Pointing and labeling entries
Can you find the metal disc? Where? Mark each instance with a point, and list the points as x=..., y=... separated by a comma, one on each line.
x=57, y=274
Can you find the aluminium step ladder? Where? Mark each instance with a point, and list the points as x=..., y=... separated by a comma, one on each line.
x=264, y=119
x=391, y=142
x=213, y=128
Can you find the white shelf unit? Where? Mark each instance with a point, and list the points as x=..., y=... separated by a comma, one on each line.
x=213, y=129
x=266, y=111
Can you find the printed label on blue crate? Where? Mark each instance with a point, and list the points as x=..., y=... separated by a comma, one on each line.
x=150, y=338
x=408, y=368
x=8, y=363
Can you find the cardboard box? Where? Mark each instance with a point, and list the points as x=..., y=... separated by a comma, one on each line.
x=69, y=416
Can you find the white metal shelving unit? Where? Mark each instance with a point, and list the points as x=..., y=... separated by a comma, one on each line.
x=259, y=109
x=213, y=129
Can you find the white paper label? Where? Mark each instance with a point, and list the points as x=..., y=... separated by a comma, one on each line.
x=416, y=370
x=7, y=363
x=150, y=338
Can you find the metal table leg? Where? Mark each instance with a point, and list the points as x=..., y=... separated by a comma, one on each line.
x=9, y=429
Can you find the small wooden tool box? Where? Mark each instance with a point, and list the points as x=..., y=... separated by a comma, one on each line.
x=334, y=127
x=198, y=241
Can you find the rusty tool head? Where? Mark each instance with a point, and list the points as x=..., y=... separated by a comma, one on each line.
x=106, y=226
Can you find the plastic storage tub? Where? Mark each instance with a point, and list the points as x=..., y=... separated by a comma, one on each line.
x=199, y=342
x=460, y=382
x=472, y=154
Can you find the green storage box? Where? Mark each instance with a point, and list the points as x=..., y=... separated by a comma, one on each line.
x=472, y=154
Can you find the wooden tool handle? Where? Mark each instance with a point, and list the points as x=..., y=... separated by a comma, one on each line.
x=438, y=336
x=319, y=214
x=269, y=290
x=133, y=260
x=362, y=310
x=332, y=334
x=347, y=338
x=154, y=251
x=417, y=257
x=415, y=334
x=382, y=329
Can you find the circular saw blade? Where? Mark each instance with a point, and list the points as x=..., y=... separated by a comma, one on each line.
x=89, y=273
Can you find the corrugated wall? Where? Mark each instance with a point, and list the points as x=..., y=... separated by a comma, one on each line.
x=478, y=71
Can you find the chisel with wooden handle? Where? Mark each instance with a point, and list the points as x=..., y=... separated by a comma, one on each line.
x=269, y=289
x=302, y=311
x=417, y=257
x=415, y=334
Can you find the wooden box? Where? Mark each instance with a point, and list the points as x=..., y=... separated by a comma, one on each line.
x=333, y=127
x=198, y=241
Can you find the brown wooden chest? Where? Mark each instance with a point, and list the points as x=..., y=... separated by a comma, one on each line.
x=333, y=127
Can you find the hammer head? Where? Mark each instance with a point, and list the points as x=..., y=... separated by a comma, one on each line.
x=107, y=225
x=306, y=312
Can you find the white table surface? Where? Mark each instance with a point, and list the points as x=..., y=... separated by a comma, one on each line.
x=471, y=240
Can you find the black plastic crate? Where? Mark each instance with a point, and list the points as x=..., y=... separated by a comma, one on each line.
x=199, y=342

# Exercise details
Copy every row above word for word, in the same order.

# Complete answer
Can you find the metal disc? Where? Mark each instance with a point, and list the points as x=..., y=... separated by a comma, one on each line.
x=57, y=274
Can you find the aluminium step ladder? Where? Mark each instance with a point, and list the points as x=..., y=... separated by a comma, one on each line.
x=264, y=119
x=391, y=142
x=213, y=128
Can you find the white shelf unit? Where? Mark each instance with a point, and list the points as x=..., y=... separated by a comma, one on each line.
x=213, y=129
x=266, y=111
Can you find the printed label on blue crate? Where? Mark each instance with a point, and list the points as x=..., y=... separated by a comma, one on each line.
x=150, y=338
x=408, y=368
x=8, y=363
Can you find the cardboard box? Where? Mark each instance with a point, and list the points as x=..., y=... separated by a comma, one on each line.
x=69, y=416
Can you find the white metal shelving unit? Where? Mark each instance with a point, and list the points as x=..., y=... separated by a comma, one on each line.
x=259, y=109
x=213, y=129
Can you find the white paper label? Where? Mark each instance with a point, and list the points as x=..., y=... separated by a comma, one on each line.
x=416, y=370
x=7, y=363
x=150, y=338
Can you find the metal table leg? Where? Mark each instance with a point, and list the points as x=..., y=... separated by a comma, one on each line.
x=9, y=429
Can you find the small wooden tool box? Where? Mark each instance with a point, and list the points as x=..., y=... separated by a comma, one on each line.
x=334, y=127
x=198, y=241
Can you find the rusty tool head? Where? Mark each instance with a point, and list the points as x=..., y=... separated by a comma, one on each line.
x=106, y=226
Can you find the plastic storage tub? Where? Mark each instance with a point, and list the points as x=..., y=... separated by a comma, one on each line.
x=199, y=342
x=460, y=382
x=472, y=154
Can you find the green storage box? Where? Mark each instance with a point, and list the points as x=..., y=... separated by a comma, one on each line.
x=472, y=154
Can you find the wooden tool handle? Where? Mark each instance with a point, and list the points as x=..., y=... separated by a comma, one on each line.
x=438, y=336
x=319, y=214
x=269, y=290
x=133, y=260
x=362, y=310
x=332, y=334
x=347, y=338
x=154, y=251
x=417, y=257
x=415, y=334
x=382, y=329
Can you find the circular saw blade? Where? Mark each instance with a point, and list the points as x=..., y=... separated by a comma, one on each line.
x=89, y=273
Can you find the corrugated wall? Where? Mark each instance with a point, and list the points as x=..., y=... separated by a comma, one on each line.
x=478, y=71
Can you find the chisel with wooden handle? Where? Mark each instance with a point, and list the points as x=..., y=... separated by a comma, one on each line.
x=269, y=289
x=302, y=311
x=417, y=257
x=415, y=334
Can you find the wooden box? Where? Mark each instance with a point, and list the points as x=..., y=... separated by a comma, one on each line.
x=333, y=127
x=198, y=241
Can you find the brown wooden chest? Where? Mark each instance with a point, and list the points as x=..., y=... separated by a comma, one on each line.
x=333, y=127
Can you find the hammer head? Where? Mark each instance with a point, and list the points as x=..., y=... separated by a comma, one on each line.
x=107, y=225
x=306, y=312
Can you find the white table surface? Where? Mark each instance with a point, and list the points as x=..., y=... separated by a comma, one on each line.
x=471, y=240
Can you find the black plastic crate? Where? Mark each instance with a point, and list the points as x=..., y=... separated by a comma, one on each line.
x=199, y=342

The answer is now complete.